Dataset entries
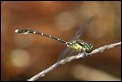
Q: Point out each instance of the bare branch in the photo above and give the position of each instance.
(68, 59)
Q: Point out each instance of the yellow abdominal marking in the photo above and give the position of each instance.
(76, 47)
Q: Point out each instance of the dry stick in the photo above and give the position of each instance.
(68, 59)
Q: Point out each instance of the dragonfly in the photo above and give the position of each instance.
(74, 46)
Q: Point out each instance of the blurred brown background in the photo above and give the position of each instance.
(23, 56)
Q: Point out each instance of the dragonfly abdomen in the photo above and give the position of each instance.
(26, 31)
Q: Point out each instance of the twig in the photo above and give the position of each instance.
(68, 59)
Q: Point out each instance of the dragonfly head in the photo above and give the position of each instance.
(88, 47)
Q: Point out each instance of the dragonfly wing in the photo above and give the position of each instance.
(64, 54)
(83, 27)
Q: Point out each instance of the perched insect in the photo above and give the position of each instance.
(75, 45)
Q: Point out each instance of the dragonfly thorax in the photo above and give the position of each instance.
(80, 45)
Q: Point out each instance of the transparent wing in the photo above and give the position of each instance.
(64, 53)
(83, 27)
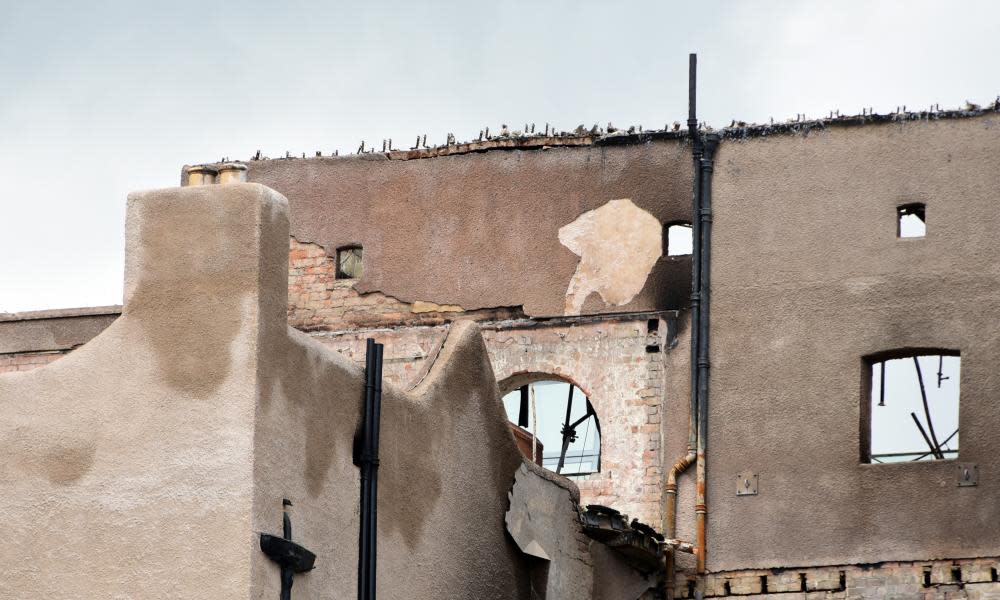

» **Problem description**: How many lines of the listing above contain the string "wing"? Case matters. Reply with the number alone.

» **Result for this task**: 2